▶ _Extracted text_:
Should a case of diphtheria, for example, be found in a soldier, all his immediate friends and companions with whom he had been in contact, would be swabbed to see whether they were infected. Those found to be infected would be removed from the army at once.
In a case of suspected typhoid fever the examination of serum, blood and excreta would be necessary to determine whether the case were really typhoid or not. If found to be typhoid the laboratory would be called upon to try to discover the source of the infection. The same general methods hold good in other epidemic diseases where the laboratory is capable of making the diagnosis, to see whether any danger lurks in "contacts" or "carriers" and to find the source of the infection where possible.
Very frequently material from wounds is sent in by the hospital surgeons to see whether wounds are infected. The soil of Flanders has been liberally manured for hundreds of years, and in every cubic yard of this manured soil are millions of the germs which cause gas gangrene and tetanus (lock-jaw) when introduced beneath the skin. If a wound is infected with gas gangrene or other dangerous organisms, the knowledge that they are present may materially modify the treatment used by the surgeon, and the laboratory is of value to him sometimes in determining that point.
The usual routine work of a hospital clinical laboratory was also carried on by us for the casualty clearing stations in the area, and all kinds of work from the making of a vaccine for the treatment of bronchitis in a British General to the inoculation of a civilian child with anti-meningitis serum came within our scope.
The hygiene work of the laboratory is also of a varied character: It consists of the examination of water supplies, milk and foods; the detection of poisons in water, and, occasionally, in human beings; the evolving of methods to purify effluents discharged into streams; work on poison gases and methods used to combat these, and many other things.

▶ _Data below_:
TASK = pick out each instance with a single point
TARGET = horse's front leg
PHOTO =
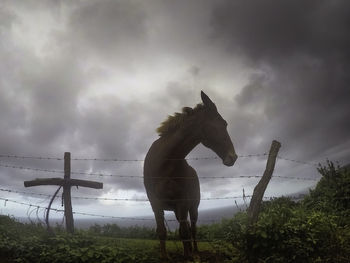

▶ _Exercise 1_:
In the account of the army laboratory's work, which two conditions are caused by the germs found in the manured soil of Flanders?
▶ _Exercise 2_:
Resume the account of the army laboratory's work, picking up after its final sentence about the laboratory's hygiene work.

▶ _Written response 1_:
Gas gangrene and tetanus (lock-jaw).

▶ _Written response 2_:
In each division there are some sixty water carts, each of which holds about 110 gallons. We attempted to get samples from all of these in turn, to see whether the water had been disinfected. As all the sources of water supply in Flanders, with few exceptions, contain large numbers of bacteria, and as a properly chlorinated water contains very few bacteria, it is easy to tell from a couple of simple tests whether or not the water in the carts has been chlorinated.
As we sometimes had eight divisions in our area at one time, this water control meant a good deal of work. The water carts were usually to be found at the headquarters of the unit to which they belonged, and we quickly discovered that the way to get the largest number of water samples in the shortest time was to travel by the map up and down the twisting narrow roads which intersected each other as though following the trails of the original inhabitants.
It must be remembered that four or five miles behind the front line every farm house and barn is in use most of the time for billeting soldiers, and that these farm houses are infinitely more numerous than they are in America. Little villages and towns are very frequent and many of them bear the same name as other towns and villages a few miles apart. Thus there are at least two Bailleuls, two Givenchys, two Neuve Eglises and so on. In our quest of these water carts we had to search the countryside diligently and we averaged a great many miles a day; we soon got to know every road and almost every farm house in our area.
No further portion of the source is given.